§ Text section:
>>>>

I am currently waiting to receive official notification that I passed the JNCIE-M exam that I sat for last Friday [UPDATE: I am now JNCIE-M #449].  Just like when I passed the JNCIP-M in January, the first thing most people ask when they hear that is: “How can I pass?”  In fact I have had so many folks ask me what I did to study and how I prepared for both of these Juniper Networks practical exams that I decided it would be worth while to write it down and share with everyone.  While my experience is with the M&T series track specifically, most of these suggestions should help with any JNTCP hands-on test and probably other vendors as well.  So if you are planning to sit for one; follow these 13 tips for passing Juniper lab tests and greatly improve your chances:

Preparation:

1.  Have some experience

While you can probably successfully study for a JNCIA or JNCIS written exam with no actual Juniper experience (I did), that task would be very difficult for a JNCIP or JNCIE practical exam.  Having hands on experience with the hardware and software that the test covers before you begin to study will make your task much easier.  Personally, I would recommend at least 6-12 months of real world JUNOS experience before attempting the JNCIP and one to two years before trying for your JNCIE.  The more you have the easier your studying will go of course.

2.  Buy or download the study guides

This may be fairly obvious as a tip but I thought I should point out two things here.  The first is that in my experience, Juniper’s study guides are much more relevant to the tests they cover than other vendors.  The material covered in the study guides is great for reference and learning, with plenty of solid examples, and it also relates directly to the test objectives.  Secondly, in the case of the M&T series track, the study guides are out of print and available for “free” from Juniper’s website: http://www.juniper.net/us/en/training/certification/books.html.  I used quotes on the word free because I paid over $140 to have the two books printed at Kinkos, soft copy just isn’t enough for me in this case.

3.  Use a lab

Another possibly obvious tip but I know folks who attempted to study “dry” (without a lab) with poor results.  You should have access to a lab as you read the study guides so that you can follow along with the configuration and troubleshooting examples.  Even more importantly, you should conduct all of the case studies provided in the books in such a lab.  There are various ways to build your lab for far less expense than you might think.  Look into VMWare and Olives.  In many ways, securing and/or building your lab is at least half the battle.

4.  Over-prepare

Both times that I walked into the testing room to sit for the respective exams, I was on the verge of being completely sick of the covered topics.  I was almost tired of configuring Junipers all together.  It worked to my great advantage.  Because of my abundance of studying, I knew the material inside and out and was able to finish both tests quite handily in far less than the alloted time.  These are not easy tests and they both cover a lot of ground.  Even if you (like I) work on a Juniper network everyday, it is very unlikely that you take on all of the tasks needed to pass the tests on a regular basis, so study, a lot.

<<<<

§ Goal: Translate this sentence from the article on passing Juniper lab exams into Spanish: "These are not easy tests and they both cover a lot of ground." The data placed after this text isn't needed for any of the work.

§ Data section:
>>>>

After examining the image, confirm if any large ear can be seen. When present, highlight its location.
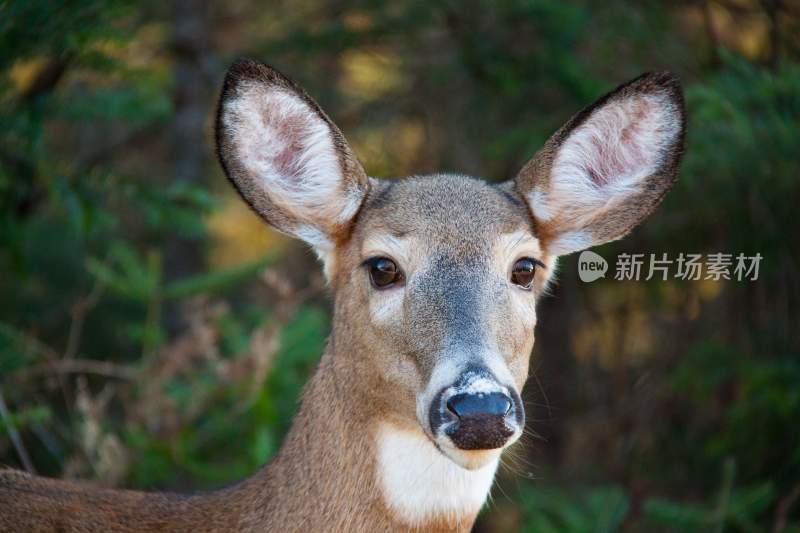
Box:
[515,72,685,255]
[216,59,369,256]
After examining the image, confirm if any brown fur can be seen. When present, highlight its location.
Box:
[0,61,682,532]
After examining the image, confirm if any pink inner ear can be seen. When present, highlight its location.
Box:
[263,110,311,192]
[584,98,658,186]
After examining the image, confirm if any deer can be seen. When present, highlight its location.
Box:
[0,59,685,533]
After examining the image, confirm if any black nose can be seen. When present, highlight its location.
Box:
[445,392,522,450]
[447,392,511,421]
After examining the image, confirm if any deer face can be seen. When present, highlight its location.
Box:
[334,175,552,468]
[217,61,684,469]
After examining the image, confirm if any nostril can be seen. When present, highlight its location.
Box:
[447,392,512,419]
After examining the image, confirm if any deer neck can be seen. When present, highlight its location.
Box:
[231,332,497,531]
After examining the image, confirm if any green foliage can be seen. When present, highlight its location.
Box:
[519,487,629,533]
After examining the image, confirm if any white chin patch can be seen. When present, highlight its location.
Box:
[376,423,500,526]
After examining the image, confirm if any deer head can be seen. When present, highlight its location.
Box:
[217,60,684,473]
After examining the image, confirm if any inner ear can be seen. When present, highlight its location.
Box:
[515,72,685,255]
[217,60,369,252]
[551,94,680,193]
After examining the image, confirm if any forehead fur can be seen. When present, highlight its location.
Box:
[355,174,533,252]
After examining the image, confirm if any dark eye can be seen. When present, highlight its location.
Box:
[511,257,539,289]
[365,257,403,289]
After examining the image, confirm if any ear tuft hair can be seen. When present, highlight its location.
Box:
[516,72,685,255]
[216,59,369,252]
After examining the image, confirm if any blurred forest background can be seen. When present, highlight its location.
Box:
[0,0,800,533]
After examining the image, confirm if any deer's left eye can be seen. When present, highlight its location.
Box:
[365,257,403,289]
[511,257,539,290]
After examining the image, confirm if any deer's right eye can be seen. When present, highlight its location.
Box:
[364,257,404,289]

<<<<
>>>>

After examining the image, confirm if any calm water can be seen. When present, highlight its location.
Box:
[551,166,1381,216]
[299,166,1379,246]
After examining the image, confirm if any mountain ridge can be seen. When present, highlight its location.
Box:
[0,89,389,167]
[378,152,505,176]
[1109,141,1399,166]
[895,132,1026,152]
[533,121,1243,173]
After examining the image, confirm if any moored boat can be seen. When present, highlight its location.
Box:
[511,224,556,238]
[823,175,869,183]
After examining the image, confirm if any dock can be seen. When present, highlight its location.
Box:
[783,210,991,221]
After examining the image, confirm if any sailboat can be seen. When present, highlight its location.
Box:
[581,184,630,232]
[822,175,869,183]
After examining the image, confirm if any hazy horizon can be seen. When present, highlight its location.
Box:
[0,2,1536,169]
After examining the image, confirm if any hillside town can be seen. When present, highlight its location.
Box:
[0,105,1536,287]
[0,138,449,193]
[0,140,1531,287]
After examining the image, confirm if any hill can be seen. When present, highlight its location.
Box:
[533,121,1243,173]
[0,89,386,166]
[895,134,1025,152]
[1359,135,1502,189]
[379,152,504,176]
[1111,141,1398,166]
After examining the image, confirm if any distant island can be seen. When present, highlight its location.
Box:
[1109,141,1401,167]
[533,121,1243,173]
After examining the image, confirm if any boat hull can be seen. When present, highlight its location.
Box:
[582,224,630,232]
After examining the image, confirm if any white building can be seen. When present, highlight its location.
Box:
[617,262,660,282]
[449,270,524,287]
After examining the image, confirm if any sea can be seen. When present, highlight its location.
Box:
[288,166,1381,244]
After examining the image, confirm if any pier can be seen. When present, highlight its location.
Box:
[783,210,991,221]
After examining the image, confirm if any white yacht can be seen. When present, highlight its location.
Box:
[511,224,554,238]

<<<<

§ Answer in full: Estos no son exámenes fáciles y ambos abarcan mucho material.